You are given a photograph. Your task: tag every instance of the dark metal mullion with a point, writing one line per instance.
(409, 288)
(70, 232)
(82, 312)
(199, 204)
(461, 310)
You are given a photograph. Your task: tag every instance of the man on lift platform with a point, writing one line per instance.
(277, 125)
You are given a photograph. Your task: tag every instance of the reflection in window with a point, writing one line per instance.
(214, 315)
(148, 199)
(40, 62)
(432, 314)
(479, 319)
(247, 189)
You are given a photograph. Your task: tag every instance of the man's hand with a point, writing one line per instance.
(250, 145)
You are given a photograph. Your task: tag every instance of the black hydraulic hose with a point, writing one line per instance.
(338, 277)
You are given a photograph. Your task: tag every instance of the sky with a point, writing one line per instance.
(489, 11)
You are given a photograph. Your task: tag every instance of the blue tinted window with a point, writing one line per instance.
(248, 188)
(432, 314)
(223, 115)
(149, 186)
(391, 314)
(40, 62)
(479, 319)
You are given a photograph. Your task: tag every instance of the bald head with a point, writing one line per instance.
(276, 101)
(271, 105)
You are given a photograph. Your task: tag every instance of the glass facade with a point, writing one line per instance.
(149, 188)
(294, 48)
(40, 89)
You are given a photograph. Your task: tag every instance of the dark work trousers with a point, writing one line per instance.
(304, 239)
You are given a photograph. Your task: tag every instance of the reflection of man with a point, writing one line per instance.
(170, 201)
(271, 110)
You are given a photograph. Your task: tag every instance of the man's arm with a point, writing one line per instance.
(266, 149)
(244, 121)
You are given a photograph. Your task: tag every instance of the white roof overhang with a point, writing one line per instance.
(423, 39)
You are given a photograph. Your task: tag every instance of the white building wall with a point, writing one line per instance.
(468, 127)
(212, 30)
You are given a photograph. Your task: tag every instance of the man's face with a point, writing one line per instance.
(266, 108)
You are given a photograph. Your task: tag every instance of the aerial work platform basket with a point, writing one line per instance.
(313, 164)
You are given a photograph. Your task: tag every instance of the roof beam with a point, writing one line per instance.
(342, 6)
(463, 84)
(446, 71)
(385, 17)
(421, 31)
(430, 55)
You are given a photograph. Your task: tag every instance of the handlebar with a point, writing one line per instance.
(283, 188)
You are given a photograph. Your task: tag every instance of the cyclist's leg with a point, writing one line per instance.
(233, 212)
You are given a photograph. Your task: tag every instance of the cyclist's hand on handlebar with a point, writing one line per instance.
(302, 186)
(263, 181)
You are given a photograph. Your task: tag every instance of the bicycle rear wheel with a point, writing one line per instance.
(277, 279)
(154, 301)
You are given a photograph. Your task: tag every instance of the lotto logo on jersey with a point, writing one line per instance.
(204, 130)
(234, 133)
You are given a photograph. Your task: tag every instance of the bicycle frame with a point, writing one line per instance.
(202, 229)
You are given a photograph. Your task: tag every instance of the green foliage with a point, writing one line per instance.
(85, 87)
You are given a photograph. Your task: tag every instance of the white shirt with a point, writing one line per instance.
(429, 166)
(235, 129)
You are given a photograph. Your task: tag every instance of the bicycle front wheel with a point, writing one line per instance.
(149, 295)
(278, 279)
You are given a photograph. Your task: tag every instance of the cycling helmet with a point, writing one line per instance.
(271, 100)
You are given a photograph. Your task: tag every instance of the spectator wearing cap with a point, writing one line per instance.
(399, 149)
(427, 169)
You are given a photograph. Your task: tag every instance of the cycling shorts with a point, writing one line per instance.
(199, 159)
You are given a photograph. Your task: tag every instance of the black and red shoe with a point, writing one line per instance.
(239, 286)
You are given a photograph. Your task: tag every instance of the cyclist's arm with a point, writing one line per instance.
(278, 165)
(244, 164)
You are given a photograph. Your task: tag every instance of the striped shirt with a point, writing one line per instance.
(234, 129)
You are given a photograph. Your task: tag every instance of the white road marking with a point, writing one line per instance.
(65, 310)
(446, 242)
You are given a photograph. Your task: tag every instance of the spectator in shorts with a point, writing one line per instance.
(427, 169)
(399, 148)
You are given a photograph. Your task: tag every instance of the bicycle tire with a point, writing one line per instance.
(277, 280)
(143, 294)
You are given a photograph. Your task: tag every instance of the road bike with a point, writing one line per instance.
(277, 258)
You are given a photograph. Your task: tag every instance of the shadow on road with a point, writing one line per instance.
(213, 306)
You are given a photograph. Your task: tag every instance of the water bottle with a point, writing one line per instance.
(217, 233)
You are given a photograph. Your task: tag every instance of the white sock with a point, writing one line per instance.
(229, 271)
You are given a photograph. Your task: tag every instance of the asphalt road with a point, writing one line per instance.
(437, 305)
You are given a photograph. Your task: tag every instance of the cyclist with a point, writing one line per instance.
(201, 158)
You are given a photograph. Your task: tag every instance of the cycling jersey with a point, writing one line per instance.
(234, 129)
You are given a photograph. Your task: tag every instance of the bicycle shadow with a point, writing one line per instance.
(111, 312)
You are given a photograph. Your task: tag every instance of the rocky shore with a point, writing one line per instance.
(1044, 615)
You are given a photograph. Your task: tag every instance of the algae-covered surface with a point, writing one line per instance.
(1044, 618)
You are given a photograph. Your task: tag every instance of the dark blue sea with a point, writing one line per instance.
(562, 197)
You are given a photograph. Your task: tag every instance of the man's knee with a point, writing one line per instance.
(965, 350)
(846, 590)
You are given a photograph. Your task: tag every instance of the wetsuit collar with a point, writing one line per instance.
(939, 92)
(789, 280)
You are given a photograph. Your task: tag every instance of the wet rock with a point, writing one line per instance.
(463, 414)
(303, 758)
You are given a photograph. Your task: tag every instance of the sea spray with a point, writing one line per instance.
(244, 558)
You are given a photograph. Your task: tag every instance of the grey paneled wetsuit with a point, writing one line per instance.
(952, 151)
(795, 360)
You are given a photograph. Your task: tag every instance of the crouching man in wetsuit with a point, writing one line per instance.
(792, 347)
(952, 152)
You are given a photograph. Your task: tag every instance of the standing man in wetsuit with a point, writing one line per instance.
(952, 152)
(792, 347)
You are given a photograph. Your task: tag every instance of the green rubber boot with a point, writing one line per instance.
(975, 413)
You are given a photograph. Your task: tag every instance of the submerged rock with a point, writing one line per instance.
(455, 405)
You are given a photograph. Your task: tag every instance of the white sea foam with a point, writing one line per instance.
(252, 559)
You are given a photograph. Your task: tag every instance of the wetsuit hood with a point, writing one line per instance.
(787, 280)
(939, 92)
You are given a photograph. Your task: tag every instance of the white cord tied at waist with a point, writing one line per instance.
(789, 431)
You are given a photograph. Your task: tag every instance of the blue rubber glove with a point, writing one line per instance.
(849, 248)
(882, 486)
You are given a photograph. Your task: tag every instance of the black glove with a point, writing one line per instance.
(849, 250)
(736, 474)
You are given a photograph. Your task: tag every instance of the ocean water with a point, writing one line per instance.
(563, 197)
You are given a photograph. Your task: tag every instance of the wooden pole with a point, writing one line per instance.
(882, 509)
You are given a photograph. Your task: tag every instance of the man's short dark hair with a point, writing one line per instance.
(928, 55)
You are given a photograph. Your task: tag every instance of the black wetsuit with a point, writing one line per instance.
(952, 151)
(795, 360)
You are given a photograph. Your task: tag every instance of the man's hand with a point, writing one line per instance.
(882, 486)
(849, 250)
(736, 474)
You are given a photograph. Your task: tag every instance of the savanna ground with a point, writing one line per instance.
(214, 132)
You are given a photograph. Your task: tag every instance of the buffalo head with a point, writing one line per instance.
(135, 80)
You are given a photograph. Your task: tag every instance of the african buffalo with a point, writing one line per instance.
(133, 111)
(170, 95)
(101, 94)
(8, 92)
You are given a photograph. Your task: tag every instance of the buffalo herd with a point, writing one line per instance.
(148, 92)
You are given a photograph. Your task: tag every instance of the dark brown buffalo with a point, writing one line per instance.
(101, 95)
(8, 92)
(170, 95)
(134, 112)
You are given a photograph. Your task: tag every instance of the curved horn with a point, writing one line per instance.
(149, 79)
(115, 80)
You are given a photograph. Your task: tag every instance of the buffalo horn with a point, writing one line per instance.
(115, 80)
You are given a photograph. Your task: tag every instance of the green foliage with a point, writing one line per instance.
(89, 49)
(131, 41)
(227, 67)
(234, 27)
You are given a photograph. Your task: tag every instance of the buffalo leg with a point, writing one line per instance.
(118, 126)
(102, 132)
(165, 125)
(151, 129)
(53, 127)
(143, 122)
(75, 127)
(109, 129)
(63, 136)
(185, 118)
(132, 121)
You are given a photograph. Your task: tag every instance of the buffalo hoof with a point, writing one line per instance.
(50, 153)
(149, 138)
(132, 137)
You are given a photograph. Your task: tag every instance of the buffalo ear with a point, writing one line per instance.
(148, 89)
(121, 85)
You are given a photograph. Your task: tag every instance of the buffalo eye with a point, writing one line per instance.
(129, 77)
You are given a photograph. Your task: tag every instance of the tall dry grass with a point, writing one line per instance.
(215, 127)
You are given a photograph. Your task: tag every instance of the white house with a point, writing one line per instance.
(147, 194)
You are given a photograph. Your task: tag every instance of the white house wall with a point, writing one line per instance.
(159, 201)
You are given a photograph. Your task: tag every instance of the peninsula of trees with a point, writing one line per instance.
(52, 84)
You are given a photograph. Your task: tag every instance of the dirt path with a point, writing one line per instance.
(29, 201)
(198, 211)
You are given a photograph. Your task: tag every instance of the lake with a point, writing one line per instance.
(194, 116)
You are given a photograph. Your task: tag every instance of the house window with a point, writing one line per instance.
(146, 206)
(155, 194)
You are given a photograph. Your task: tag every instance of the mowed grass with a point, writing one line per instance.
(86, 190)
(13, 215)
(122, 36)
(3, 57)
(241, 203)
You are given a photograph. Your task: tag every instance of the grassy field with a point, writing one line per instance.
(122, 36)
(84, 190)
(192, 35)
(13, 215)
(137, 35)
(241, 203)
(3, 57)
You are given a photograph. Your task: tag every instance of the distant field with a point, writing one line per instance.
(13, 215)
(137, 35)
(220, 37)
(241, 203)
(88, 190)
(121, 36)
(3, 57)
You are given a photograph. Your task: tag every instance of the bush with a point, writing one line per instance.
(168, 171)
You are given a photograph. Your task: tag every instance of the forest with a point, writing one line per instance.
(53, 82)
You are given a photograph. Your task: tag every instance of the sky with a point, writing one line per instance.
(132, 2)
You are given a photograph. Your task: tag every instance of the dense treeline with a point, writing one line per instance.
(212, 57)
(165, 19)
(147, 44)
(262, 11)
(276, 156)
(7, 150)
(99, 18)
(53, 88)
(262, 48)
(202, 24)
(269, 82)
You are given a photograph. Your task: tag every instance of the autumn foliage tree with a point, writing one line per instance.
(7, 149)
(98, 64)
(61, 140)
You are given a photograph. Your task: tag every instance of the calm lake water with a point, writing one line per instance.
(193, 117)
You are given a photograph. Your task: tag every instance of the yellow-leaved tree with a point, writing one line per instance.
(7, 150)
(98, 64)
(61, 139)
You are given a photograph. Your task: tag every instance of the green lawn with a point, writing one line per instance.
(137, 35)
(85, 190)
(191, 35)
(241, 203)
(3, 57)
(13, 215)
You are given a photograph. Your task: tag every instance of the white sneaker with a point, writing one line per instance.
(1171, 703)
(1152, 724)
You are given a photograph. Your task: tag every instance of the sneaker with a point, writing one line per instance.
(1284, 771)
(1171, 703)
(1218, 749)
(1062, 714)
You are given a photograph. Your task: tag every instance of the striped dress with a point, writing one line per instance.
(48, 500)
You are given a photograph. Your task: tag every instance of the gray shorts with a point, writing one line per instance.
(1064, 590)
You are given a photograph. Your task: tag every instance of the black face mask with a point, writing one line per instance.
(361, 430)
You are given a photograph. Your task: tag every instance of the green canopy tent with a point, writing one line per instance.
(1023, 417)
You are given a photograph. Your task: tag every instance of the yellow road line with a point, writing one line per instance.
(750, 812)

_ _ _ _ _ _ _

- Exercise aim
Update the listing from the line with "the black face" through the end of the listing, changing "green canopy tent" to "white canopy tent" and keeping every other line unchanged.

- Answer to this exercise
You are given a photograph. Your task: tag every instance of the black face mask with a point, writing one line per instance.
(361, 430)
You are given a photograph. Your task: tag every instance of the white canopy tent with a point, writing one line per instance.
(1023, 417)
You are given a photograph. Your task: tag every instance of the yellow road line with a point, writing one line per instance.
(750, 812)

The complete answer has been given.